> **Exercise details**
In the records below, find the line containing "Find the smiling mouth". Output it and every line after it to the end, unchanged, with no pictures.

> **Data for the task**
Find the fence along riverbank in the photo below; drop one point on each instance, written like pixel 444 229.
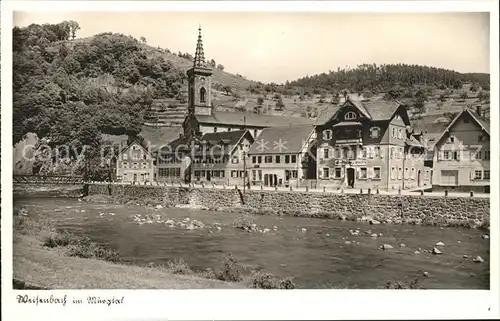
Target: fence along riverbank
pixel 384 207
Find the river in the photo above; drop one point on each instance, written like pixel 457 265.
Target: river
pixel 317 257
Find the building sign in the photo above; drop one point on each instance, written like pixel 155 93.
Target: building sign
pixel 352 162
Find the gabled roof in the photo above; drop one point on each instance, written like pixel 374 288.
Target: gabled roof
pixel 250 119
pixel 227 141
pixel 326 114
pixel 282 140
pixel 376 110
pixel 481 122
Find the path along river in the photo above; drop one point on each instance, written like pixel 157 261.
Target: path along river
pixel 318 257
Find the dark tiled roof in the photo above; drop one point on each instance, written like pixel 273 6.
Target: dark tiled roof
pixel 485 124
pixel 256 120
pixel 381 109
pixel 281 140
pixel 225 142
pixel 326 114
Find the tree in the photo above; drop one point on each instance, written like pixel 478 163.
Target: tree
pixel 74 27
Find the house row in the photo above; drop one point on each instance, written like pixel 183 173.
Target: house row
pixel 356 144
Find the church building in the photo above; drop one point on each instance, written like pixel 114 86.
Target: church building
pixel 203 119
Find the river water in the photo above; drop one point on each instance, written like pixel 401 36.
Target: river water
pixel 318 257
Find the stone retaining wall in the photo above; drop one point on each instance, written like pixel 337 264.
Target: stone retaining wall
pixel 468 211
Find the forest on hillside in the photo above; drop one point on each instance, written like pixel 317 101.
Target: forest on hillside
pixel 69 93
pixel 372 79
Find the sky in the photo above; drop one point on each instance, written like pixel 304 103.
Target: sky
pixel 275 47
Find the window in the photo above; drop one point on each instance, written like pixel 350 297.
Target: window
pixel 364 152
pixel 350 115
pixel 203 93
pixel 374 132
pixel 393 173
pixel 362 173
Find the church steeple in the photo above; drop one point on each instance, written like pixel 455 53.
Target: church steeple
pixel 199 56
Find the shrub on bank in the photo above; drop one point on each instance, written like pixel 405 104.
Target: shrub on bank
pixel 404 285
pixel 264 280
pixel 230 271
pixel 178 267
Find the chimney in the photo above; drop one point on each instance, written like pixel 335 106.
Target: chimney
pixel 479 111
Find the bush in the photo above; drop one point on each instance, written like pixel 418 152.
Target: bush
pixel 178 267
pixel 264 280
pixel 230 271
pixel 403 285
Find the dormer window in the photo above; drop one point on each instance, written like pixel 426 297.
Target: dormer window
pixel 203 93
pixel 350 115
pixel 374 132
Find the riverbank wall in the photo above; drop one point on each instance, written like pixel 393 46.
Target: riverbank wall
pixel 415 209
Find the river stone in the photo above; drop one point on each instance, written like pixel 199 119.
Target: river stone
pixel 436 251
pixel 478 259
pixel 386 247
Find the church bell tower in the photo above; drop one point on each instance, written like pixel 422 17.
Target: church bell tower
pixel 199 83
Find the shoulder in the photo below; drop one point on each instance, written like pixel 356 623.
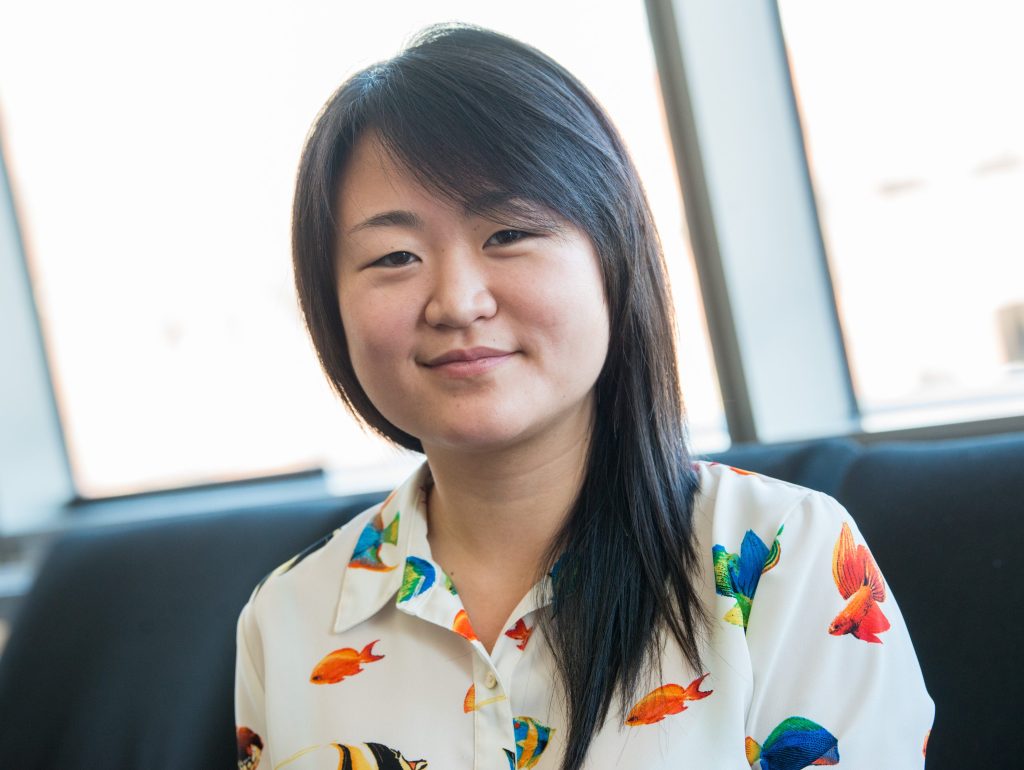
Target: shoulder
pixel 733 503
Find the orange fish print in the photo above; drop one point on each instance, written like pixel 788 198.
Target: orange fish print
pixel 740 471
pixel 669 698
pixel 520 632
pixel 858 580
pixel 250 749
pixel 462 627
pixel 470 703
pixel 343 662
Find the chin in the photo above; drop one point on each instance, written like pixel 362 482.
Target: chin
pixel 488 434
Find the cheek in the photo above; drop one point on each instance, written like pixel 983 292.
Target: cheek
pixel 377 334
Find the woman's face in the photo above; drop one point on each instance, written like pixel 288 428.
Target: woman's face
pixel 465 332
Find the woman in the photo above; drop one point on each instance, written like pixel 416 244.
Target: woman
pixel 559 585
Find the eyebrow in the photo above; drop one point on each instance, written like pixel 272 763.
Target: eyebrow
pixel 390 219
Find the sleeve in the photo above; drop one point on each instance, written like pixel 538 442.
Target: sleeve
pixel 836 679
pixel 250 712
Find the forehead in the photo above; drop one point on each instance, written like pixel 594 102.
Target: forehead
pixel 372 181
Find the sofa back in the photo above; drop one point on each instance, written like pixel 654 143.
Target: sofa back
pixel 123 653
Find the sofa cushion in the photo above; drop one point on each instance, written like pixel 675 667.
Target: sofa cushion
pixel 123 654
pixel 817 465
pixel 945 521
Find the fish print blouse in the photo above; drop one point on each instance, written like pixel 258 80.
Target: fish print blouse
pixel 357 654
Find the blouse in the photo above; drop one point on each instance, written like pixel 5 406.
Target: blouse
pixel 357 653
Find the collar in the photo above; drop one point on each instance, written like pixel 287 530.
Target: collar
pixel 392 559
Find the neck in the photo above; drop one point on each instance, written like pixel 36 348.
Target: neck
pixel 501 510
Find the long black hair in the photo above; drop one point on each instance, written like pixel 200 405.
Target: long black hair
pixel 477 117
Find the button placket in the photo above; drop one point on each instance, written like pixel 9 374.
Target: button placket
pixel 494 729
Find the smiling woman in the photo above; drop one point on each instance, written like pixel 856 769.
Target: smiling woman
pixel 559 585
pixel 464 331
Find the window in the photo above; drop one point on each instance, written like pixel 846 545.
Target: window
pixel 152 161
pixel 915 142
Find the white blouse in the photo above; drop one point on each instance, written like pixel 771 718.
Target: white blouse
pixel 357 653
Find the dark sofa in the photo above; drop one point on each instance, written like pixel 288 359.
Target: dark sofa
pixel 122 655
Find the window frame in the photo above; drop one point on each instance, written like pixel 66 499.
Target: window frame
pixel 742 170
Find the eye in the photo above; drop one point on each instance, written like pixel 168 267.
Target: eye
pixel 395 259
pixel 504 238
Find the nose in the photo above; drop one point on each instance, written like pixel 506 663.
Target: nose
pixel 460 294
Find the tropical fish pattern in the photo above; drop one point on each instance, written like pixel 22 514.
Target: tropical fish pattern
pixel 667 699
pixel 363 757
pixel 520 632
pixel 740 471
pixel 250 749
pixel 418 579
pixel 736 575
pixel 373 537
pixel 796 743
pixel 859 581
pixel 470 703
pixel 370 601
pixel 530 739
pixel 343 662
pixel 462 627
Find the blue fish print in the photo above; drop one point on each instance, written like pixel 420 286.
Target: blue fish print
pixel 796 743
pixel 419 576
pixel 368 549
pixel 736 575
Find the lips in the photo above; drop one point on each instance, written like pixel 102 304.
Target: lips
pixel 467 354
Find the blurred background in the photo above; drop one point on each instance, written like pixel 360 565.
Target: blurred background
pixel 839 190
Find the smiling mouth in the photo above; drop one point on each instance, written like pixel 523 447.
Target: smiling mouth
pixel 468 362
pixel 467 355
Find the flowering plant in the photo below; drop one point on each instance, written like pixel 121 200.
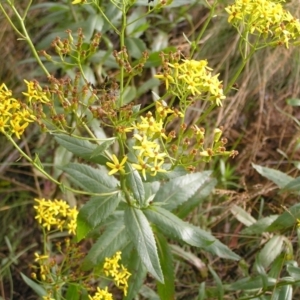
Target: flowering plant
pixel 139 172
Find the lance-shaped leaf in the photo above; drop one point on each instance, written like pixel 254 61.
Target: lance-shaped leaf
pixel 200 196
pixel 286 220
pixel 138 275
pixel 174 227
pixel 180 189
pixel 113 239
pixel 96 210
pixel 83 148
pixel 135 184
pixel 278 177
pixel 140 232
pixel 166 290
pixel 91 179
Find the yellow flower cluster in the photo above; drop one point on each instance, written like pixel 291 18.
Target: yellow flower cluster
pixel 150 157
pixel 191 77
pixel 35 93
pixel 118 272
pixel 14 118
pixel 101 295
pixel 57 214
pixel 44 266
pixel 266 18
pixel 147 133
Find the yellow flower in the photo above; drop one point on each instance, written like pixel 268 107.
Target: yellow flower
pixel 35 93
pixel 101 295
pixel 167 77
pixel 141 166
pixel 118 272
pixel 56 214
pixel 116 166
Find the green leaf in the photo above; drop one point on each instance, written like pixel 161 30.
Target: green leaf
pixel 101 148
pixel 129 94
pixel 260 226
pixel 113 239
pixel 293 185
pixel 202 194
pixel 36 287
pixel 148 293
pixel 286 220
pixel 73 292
pixel 91 179
pixel 138 275
pixel 174 227
pixel 135 184
pixel 271 250
pixel 277 265
pixel 180 189
pixel 142 237
pixel 284 292
pixel 294 271
pixel 135 47
pixel 218 282
pixel 81 148
pixel 165 291
pixel 243 216
pixel 278 177
pixel 96 210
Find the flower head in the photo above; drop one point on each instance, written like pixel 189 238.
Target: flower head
pixel 116 166
pixel 14 116
pixel 57 213
pixel 118 272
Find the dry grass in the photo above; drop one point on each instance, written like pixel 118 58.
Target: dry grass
pixel 256 114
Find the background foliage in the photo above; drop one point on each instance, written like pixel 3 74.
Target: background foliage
pixel 253 210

> **Solution to the problem**
Find the smiling mouth in the photo above; drop one point on each instance, written like pixel 523 447.
Target: smiling mouth
pixel 468 362
pixel 467 355
Find the flowering plant in the photo below; drop one point on each instance, written like pixel 121 200.
Target: flowering plant
pixel 139 172
Find the lance-shaped leaf in the photo above; drop one point on each instance, written like pixel 254 61.
Target: lance-shaped leaf
pixel 200 196
pixel 286 220
pixel 138 275
pixel 174 227
pixel 180 189
pixel 113 239
pixel 96 210
pixel 83 148
pixel 135 184
pixel 278 177
pixel 140 232
pixel 166 290
pixel 91 179
Find the yellow flower cluster in the photo above; drop one point on each instance, written like pixel 291 18.
Target: yellow flower cluster
pixel 150 157
pixel 191 77
pixel 35 93
pixel 118 272
pixel 14 118
pixel 101 295
pixel 57 214
pixel 44 266
pixel 266 18
pixel 147 133
Find the yellow flower in the photo above; drop one point on each instance, written like pixel 268 107.
Target: yellow flower
pixel 35 93
pixel 101 295
pixel 167 77
pixel 141 166
pixel 118 272
pixel 56 214
pixel 116 166
Find the green leaf in the photo above; drop one point on each instance, written like pixel 161 30.
Target: green leaf
pixel 101 148
pixel 129 94
pixel 260 226
pixel 113 239
pixel 293 185
pixel 202 194
pixel 36 287
pixel 148 293
pixel 286 220
pixel 73 292
pixel 91 179
pixel 138 275
pixel 174 227
pixel 135 184
pixel 271 250
pixel 277 265
pixel 180 189
pixel 142 237
pixel 284 292
pixel 294 271
pixel 135 47
pixel 218 282
pixel 81 148
pixel 165 291
pixel 243 216
pixel 278 177
pixel 96 210
Find the flower head in the photo above; drop one point on each instance, written like pixel 189 238.
Target: flower head
pixel 116 166
pixel 14 116
pixel 57 213
pixel 118 272
Find the dry grass in the photo above; drop one point on each instance, written like pixel 118 58.
Target: dry grass
pixel 256 114
Find the background foliage in the photo above; drop one point on each instance, written like pixel 3 74.
Target: background foliage
pixel 253 210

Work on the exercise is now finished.